#### TASKS TO CARRY OUT:
• a. Summarize the description of Juglans regia in two sentences.
• b. Write the next part of the description of Juglans regia, picking up after its last sentence.

#### READING PASSAGE:

Juglans regia Linn. Family
Juglans regia Linn. English Name
Juglans regia Linn. Local Name
Juglans regia Linn. Description
A large, deciduous tree, 15 to 30 m tall with diameters of 1 to 1.5 m. The crown is broad, spreading and rounded. The leaves are compound, with leaflets 7 to 20 cm long and 5 to 10 cm wide, oval to oblong, pointed and the edges not usually toothed. The bark is grey becoming darker with age. The younger bark has long vertical striations that deepen with age. Older bark will also be cracked transversely. It is monoecious. Male flowers are in bunches 5 to 12 cm long growing on last year’s shoots. Female flowers occur as singles or in two or three between February and April. The fruit is a fleshy drupe, greenish yellow spotted, oblong in shape 5 cm long. Inside the drupe is the nut in a hard, wrinkled shell. The fruiting period is June to October. It coppices at an early age. The tree is attacked by various fruit and wood borers and is susceptible to leafy mistletoe. It is generally reproduced from seed but can also be reproduced by vegetative means. Seed can be successfully cold stored for two years in air-tight containers. Diameters of 1 m in 60 years have been recorded. It is a slow growing tree which precludes rapid acceptance by farmers. It has straight heavy and resilient wood with fine even texture with greyish / brown colour and dark streaks.

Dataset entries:
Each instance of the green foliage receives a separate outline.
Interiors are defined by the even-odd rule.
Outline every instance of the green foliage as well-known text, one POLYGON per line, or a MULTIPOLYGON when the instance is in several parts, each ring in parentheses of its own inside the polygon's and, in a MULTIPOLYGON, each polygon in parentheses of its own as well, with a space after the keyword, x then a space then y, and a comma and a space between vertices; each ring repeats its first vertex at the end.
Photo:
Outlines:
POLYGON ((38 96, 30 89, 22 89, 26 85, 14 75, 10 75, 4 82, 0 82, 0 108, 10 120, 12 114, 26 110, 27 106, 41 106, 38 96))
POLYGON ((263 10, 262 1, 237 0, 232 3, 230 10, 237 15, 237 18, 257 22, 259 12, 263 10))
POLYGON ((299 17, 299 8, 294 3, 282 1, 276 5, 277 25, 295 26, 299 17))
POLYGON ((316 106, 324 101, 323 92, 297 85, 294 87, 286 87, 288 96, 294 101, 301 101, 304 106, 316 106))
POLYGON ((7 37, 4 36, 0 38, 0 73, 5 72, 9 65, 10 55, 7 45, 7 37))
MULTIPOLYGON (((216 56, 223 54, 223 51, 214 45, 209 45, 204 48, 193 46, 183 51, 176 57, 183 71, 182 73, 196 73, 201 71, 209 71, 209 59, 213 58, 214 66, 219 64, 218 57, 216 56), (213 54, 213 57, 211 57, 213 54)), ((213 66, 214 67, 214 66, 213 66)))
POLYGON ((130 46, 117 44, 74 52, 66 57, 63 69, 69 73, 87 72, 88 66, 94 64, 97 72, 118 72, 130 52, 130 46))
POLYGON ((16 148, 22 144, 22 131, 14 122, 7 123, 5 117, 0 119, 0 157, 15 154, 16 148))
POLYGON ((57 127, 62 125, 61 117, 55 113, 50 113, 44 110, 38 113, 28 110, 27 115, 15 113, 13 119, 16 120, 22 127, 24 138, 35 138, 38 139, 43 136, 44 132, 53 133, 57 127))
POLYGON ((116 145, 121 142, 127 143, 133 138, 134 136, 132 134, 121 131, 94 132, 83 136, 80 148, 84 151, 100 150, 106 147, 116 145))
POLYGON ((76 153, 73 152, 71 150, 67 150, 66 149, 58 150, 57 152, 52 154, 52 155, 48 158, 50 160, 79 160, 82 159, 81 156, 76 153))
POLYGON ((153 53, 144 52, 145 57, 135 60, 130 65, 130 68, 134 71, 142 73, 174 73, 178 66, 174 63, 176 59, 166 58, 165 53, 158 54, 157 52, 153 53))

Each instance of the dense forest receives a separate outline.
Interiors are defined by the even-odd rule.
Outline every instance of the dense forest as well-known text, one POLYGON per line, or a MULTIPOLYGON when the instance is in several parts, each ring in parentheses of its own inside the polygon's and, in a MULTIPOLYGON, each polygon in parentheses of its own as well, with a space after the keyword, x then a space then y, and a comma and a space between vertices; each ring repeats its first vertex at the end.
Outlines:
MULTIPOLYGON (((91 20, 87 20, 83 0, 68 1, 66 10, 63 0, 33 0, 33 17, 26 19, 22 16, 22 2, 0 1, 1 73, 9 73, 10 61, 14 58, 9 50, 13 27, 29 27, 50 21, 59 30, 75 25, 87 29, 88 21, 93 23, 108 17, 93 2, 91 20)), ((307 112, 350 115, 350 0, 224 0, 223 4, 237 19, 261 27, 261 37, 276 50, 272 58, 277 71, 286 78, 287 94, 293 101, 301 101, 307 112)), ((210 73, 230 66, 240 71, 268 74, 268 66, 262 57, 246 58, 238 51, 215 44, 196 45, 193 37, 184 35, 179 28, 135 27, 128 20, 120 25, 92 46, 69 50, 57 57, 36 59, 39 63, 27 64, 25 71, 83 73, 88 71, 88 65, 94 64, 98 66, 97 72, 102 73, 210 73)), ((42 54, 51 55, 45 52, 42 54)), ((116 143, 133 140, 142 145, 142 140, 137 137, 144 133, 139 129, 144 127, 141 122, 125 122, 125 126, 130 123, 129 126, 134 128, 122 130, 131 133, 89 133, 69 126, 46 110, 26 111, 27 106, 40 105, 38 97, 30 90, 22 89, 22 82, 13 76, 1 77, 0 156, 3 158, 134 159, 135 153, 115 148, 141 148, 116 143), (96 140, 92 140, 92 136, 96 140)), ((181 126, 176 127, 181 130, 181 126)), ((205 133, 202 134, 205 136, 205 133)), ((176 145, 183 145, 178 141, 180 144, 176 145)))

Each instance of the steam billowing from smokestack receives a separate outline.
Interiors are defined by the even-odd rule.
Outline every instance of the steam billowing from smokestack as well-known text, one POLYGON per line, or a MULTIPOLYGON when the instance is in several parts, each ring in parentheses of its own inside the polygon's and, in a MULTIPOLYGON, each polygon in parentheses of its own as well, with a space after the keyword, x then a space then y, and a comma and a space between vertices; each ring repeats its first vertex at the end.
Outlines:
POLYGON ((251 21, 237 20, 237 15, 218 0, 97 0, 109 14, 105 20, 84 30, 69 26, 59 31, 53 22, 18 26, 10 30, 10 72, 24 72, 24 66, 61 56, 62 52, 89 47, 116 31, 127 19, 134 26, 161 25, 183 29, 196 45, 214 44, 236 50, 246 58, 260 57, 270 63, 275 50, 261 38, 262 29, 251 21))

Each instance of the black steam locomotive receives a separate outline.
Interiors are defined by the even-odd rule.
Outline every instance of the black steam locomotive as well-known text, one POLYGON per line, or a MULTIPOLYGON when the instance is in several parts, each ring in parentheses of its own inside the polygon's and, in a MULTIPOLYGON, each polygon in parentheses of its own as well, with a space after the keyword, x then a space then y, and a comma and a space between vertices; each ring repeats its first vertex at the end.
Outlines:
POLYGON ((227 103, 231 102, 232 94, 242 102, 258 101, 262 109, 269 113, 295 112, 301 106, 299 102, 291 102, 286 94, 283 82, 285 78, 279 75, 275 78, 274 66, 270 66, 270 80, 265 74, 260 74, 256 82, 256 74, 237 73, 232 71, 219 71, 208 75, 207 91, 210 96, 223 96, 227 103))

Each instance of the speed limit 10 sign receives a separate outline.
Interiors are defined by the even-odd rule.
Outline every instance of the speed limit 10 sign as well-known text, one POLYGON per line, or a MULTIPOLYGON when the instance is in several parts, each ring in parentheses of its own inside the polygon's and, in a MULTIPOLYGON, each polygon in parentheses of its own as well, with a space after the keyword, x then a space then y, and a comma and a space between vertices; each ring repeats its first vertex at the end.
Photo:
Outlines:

#### EXPECTED RESPONSES:
• a. Juglans regia is a large, slow-growing deciduous tree, 15 to 30 m tall, with a broad rounded crown, compound leaves, grey bark that darkens and cracks with age, and separate male and female flowers on the same tree. Its fruit is a fleshy drupe holding a nut in a hard, wrinkled shell, and the tree is usually grown from seed but can also be reproduced by vegetative means.

• b.
Juglans regia Linn. Distribution
The tree is native to India, Pakistan, Nepal, Afghanistan, upper Burma, China and Japan. It is cultivated in many parts of the world because of its nuts. In Pakistan it is found in Northern Areas, Dir. Swat, Hazara, Murree Hills, and Azad Kashmir. It is also planted in gardens and along streets in cities. A moderately tolerant tree that grows on deep, rich, moist soils, but prefers moist, shady sites. Its precipitation zone is 750 to 1500 mm/yr or more in a humid, cool, temperate climate with a temperature range of -10 to 35°C at elevations between 1000 and 3300 m.
Juglans regia Linn. Uses
An important and valuable component of the coniferous forest but planting programs may be needed to preserve it and insure its position as a member of the coniferous forest. Because of its fruit and high value wood it could be part of a farm forestry program. Also used as Fruit, gun stocks, furniture, fodder, wood carving, burls, and medicinal (bark as an anthelmintic, leaves as an astringent, fruit to cure rheumatism).